Try it: Lines holding the string "records": copy each one from the listing below.
Extracted data below:
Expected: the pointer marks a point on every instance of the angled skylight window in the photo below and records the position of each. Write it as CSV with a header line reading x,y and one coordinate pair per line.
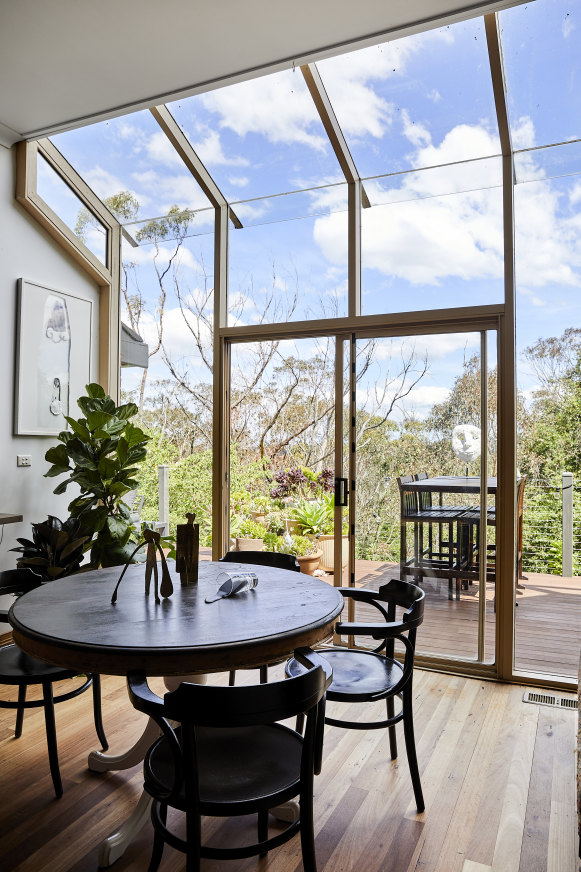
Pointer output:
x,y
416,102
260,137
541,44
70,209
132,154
End of Extracted data.
Extracted data below:
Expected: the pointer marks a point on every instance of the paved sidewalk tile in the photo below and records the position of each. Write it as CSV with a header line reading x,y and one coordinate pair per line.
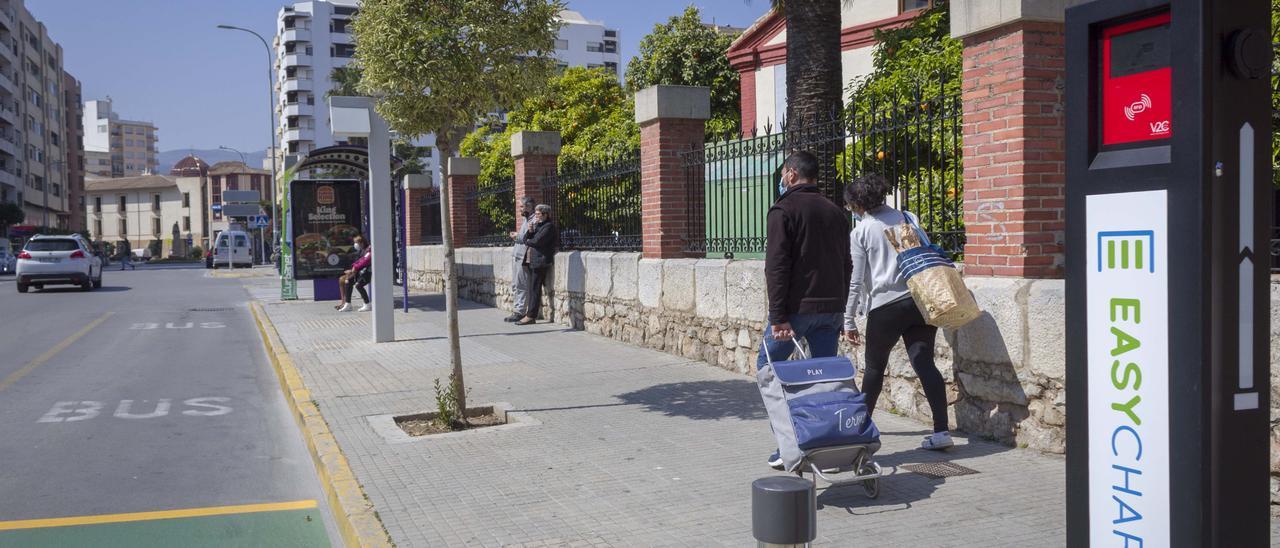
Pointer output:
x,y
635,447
End of Extracted data.
Response:
Expected: the pointer marks a point on every instance of the angled skylight window in the photo below and records the position of each. Write it as CSV with a header line reading x,y and one coordinate pair per line.
Expected: the pointer marks a point on every instance of the paved sidewalk tile in the photo below and records the position of each. Write it as CSV with a header line reading x,y and one coordinate pair per line.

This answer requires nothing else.